Phrase grounding data:
╔══
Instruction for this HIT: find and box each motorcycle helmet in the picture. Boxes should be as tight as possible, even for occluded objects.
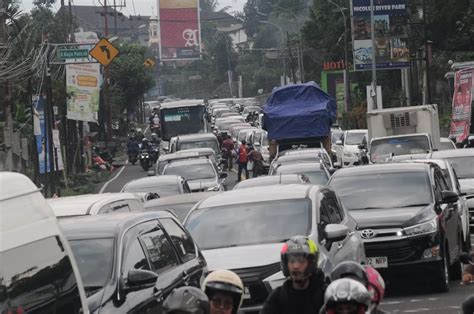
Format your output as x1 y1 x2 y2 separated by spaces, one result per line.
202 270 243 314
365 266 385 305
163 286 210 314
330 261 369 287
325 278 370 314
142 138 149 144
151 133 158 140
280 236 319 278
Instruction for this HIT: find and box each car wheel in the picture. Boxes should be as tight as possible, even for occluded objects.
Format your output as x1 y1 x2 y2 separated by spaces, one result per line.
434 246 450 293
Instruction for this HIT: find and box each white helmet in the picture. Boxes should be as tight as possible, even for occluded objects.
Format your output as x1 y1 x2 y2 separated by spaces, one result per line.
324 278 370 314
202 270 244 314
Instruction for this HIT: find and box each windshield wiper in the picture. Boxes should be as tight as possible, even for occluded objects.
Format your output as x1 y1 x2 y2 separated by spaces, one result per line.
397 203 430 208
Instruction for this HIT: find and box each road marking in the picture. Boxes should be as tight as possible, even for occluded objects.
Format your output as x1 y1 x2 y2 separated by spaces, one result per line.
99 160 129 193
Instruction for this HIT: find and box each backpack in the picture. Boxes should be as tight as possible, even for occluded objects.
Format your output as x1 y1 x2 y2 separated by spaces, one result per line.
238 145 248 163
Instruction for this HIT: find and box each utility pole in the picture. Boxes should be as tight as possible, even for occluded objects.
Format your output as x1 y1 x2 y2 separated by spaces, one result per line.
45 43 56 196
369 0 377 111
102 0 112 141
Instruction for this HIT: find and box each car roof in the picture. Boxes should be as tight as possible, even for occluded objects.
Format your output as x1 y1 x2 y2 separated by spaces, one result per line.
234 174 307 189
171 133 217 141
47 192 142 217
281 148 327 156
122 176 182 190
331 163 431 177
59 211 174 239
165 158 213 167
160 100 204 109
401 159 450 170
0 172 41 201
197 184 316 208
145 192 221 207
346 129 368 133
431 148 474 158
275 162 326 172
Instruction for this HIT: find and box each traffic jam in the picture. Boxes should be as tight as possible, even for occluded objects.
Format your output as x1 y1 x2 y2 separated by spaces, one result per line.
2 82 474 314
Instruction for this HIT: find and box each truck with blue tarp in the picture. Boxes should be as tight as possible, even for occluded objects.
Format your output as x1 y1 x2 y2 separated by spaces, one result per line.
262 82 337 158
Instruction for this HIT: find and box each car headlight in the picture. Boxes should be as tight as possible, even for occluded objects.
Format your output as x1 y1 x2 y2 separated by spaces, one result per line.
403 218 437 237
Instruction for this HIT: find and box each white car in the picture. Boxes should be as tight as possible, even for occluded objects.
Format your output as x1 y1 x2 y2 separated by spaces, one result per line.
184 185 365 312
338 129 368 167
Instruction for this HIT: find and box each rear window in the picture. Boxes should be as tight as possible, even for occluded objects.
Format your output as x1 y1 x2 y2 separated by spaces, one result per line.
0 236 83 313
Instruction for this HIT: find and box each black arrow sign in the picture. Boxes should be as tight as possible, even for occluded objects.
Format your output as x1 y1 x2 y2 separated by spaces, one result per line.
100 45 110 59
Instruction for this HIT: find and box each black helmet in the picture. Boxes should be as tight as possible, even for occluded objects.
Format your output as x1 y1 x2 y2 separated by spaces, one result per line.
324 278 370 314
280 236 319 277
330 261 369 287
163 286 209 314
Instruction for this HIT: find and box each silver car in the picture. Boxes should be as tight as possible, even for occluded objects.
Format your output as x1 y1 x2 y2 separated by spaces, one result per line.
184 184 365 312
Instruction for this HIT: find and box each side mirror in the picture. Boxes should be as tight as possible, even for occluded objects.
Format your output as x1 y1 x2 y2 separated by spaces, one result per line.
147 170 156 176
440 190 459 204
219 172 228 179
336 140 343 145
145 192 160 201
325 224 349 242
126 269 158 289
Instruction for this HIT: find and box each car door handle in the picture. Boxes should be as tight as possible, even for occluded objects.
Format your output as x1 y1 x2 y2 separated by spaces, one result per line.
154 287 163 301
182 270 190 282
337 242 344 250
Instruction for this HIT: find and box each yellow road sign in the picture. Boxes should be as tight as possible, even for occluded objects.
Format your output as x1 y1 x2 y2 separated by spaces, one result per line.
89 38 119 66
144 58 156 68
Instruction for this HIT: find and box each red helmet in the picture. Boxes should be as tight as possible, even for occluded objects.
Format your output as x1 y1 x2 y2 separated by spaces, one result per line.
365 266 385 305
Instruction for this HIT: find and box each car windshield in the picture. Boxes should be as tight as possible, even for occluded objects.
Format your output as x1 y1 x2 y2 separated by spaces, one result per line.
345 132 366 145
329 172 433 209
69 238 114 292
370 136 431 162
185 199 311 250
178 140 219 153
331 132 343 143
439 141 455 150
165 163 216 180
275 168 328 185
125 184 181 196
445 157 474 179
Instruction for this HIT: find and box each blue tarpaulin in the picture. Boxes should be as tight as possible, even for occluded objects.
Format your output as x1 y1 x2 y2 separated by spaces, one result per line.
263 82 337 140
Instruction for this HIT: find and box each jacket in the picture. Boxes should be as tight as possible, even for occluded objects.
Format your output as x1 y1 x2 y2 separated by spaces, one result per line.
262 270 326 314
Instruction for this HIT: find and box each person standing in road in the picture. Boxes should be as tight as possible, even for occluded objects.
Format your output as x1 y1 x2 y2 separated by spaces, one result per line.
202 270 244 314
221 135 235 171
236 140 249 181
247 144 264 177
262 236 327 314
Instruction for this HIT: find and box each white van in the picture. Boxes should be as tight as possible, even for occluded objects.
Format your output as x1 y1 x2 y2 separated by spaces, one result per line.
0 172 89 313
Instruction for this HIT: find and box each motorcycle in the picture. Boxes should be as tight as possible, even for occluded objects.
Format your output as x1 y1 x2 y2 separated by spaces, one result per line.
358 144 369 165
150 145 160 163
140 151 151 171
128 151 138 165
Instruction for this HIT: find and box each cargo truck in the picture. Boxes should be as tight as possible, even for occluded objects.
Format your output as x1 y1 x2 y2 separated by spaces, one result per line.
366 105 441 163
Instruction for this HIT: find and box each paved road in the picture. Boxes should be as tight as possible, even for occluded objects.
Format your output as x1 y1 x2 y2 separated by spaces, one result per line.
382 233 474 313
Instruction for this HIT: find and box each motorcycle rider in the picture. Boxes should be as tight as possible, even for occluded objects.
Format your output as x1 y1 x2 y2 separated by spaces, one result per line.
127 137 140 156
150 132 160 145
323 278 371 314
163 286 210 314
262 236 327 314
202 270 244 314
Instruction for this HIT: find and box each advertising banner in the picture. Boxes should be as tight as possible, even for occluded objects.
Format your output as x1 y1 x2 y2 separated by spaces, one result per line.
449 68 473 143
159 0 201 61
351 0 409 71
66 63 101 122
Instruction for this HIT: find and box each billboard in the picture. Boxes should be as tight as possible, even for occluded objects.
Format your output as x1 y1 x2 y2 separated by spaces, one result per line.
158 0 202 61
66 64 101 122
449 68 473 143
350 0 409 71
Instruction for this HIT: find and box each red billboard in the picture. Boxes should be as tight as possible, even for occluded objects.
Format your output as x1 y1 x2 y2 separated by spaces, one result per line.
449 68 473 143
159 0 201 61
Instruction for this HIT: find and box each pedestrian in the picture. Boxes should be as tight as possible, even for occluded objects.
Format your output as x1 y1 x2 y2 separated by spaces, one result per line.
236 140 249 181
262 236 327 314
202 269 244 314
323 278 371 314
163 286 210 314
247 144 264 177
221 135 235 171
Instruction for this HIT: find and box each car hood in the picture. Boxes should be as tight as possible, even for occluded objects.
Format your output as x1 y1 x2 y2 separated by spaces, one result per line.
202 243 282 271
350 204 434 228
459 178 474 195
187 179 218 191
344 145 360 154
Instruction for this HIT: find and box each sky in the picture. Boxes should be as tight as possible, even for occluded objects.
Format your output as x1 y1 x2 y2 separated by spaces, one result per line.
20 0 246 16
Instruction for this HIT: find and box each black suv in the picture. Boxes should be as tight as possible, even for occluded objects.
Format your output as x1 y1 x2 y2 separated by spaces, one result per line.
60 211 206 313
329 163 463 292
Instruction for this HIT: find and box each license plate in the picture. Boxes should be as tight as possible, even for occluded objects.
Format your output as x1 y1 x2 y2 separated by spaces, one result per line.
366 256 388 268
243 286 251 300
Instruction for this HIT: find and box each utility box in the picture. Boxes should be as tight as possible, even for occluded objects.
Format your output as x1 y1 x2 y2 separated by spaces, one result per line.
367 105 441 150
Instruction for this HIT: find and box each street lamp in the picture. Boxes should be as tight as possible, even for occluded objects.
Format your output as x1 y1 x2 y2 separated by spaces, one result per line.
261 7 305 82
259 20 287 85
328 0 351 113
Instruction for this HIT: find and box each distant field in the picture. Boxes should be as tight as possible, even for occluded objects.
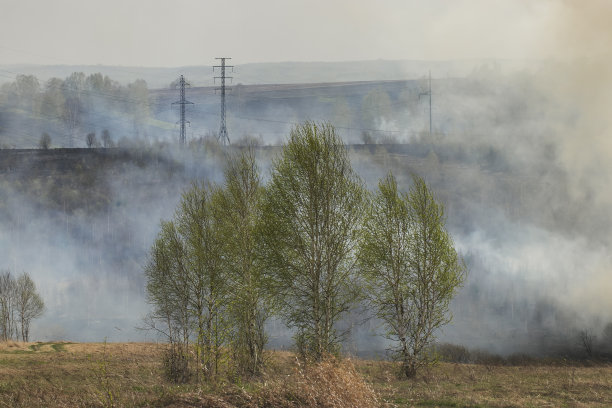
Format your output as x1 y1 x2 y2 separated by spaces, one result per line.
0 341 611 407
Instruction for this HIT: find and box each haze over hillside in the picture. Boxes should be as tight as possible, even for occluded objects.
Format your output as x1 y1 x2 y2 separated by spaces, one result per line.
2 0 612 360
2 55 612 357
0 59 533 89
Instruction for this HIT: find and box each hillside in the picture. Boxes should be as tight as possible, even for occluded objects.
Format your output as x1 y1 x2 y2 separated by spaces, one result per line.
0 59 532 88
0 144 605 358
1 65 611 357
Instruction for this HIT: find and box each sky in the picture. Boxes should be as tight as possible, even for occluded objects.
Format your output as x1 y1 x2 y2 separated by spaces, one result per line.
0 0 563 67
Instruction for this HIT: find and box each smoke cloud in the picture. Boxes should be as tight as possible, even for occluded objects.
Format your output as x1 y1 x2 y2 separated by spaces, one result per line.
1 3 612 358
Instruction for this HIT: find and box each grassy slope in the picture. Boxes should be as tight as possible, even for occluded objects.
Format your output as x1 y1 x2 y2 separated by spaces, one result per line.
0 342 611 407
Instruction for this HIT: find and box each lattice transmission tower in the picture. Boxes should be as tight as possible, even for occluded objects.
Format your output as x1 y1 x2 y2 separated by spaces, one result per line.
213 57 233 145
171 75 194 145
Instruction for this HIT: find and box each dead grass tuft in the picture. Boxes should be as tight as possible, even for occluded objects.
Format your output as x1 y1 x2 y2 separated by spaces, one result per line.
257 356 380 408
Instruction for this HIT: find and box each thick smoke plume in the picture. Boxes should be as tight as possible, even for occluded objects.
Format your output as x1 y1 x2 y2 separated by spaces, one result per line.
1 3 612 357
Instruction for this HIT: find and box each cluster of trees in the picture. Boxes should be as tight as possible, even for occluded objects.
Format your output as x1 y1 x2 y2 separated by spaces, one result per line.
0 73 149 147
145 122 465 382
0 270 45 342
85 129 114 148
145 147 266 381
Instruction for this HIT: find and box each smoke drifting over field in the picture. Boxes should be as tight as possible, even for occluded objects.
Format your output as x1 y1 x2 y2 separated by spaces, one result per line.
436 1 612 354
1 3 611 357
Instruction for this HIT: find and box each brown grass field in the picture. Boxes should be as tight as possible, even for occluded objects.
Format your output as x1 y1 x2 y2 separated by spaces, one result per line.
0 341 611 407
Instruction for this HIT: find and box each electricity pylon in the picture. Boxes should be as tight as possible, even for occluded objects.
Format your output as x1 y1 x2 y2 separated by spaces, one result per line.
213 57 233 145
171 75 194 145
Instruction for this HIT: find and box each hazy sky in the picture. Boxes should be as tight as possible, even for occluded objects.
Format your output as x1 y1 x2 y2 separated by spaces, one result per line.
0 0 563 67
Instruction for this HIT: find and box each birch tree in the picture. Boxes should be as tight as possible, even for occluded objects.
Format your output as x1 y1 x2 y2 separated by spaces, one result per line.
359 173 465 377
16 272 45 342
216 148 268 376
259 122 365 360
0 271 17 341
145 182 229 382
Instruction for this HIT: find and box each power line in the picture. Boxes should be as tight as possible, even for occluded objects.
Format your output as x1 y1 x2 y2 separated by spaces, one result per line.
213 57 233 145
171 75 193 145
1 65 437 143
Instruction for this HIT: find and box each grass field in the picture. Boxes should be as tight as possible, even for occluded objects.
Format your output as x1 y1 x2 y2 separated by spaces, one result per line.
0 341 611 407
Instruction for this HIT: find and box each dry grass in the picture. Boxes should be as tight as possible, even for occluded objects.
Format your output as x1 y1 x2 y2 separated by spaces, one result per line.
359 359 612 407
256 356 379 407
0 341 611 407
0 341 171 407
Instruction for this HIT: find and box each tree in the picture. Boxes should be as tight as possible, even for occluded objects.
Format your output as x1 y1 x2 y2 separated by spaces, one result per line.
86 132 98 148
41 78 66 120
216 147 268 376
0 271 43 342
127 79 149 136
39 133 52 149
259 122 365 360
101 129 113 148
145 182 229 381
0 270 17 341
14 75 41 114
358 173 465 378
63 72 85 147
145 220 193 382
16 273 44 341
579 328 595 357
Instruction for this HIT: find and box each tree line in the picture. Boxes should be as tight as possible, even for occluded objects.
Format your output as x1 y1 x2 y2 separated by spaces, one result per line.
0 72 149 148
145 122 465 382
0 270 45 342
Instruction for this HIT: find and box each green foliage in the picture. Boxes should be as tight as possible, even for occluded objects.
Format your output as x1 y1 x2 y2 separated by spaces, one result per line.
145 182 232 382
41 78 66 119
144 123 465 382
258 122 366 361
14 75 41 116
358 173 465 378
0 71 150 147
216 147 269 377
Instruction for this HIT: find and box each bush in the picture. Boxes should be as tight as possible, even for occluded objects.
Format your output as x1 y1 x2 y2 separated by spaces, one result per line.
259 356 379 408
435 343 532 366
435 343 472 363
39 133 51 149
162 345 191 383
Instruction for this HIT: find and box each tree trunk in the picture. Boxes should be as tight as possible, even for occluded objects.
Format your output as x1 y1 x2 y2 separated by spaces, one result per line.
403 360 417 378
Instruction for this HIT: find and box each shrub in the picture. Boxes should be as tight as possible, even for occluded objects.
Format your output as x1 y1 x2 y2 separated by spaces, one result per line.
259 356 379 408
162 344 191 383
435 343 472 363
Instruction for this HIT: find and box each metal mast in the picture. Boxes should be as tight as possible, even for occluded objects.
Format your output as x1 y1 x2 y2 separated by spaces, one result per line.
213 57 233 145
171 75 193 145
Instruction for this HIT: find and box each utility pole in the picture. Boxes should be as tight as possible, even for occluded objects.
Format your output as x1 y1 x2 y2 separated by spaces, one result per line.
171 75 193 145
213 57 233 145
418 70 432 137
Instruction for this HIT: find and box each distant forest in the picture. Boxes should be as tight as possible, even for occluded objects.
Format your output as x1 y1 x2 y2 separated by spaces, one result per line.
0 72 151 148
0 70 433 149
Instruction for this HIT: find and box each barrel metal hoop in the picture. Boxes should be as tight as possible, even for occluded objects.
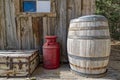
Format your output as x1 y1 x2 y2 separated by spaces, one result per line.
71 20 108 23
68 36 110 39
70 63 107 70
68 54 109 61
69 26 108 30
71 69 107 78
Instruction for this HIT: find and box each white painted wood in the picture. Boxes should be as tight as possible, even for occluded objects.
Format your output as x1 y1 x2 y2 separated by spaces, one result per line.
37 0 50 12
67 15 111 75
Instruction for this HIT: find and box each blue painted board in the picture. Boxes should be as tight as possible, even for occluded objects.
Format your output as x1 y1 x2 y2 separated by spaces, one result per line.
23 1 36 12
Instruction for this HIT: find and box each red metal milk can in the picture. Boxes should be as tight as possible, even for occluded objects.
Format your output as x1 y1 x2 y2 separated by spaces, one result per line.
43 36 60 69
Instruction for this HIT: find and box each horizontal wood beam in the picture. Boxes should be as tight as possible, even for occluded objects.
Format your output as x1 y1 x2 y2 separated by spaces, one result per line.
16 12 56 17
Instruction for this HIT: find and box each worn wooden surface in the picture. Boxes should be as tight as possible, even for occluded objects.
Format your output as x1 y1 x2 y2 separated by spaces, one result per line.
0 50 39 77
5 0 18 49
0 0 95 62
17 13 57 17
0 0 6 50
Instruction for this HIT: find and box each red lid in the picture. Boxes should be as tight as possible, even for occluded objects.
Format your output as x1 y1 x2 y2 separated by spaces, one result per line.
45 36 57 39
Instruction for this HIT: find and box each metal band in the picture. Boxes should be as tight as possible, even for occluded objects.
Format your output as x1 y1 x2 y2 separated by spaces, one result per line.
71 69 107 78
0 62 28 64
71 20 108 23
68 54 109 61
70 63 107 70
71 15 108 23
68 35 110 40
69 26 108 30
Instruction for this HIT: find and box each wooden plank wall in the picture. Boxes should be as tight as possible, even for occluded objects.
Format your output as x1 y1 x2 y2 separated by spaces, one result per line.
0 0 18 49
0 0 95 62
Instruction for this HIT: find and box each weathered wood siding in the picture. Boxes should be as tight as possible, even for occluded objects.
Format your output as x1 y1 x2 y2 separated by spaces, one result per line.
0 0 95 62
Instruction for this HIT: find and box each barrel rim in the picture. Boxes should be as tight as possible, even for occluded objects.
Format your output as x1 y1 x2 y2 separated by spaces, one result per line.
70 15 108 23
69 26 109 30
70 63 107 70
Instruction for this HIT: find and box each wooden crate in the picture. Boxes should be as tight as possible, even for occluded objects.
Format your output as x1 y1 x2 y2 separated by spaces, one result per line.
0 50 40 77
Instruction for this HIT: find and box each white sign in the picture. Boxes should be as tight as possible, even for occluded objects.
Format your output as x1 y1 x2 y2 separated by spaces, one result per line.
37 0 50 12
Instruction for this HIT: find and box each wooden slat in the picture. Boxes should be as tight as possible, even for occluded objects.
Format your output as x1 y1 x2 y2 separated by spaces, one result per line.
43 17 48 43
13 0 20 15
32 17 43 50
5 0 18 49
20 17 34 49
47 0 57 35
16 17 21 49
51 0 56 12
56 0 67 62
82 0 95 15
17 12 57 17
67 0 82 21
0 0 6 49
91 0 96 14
╚══
→ **TASK REQUIREMENTS**
From the entries above, return exactly the line containing "Instruction for this HIT: find and box each wooden plank", the line containing "Instruction for this HIT: find and box each weathered", and all lines between, and nothing else.

→ **EXERCISE OUTPUT**
Instruction for this HIT: find and box each wooden plank wall in the picture. Boxes should be as tight as possible, even for occluded objects.
Format your output as x1 y1 x2 y2 separated by spaces, one result per line.
0 0 18 49
0 0 95 62
Instruction for this HIT: find and box each weathered wood siding in the picture. Boxes should be as tight as possible, even for occluded objects.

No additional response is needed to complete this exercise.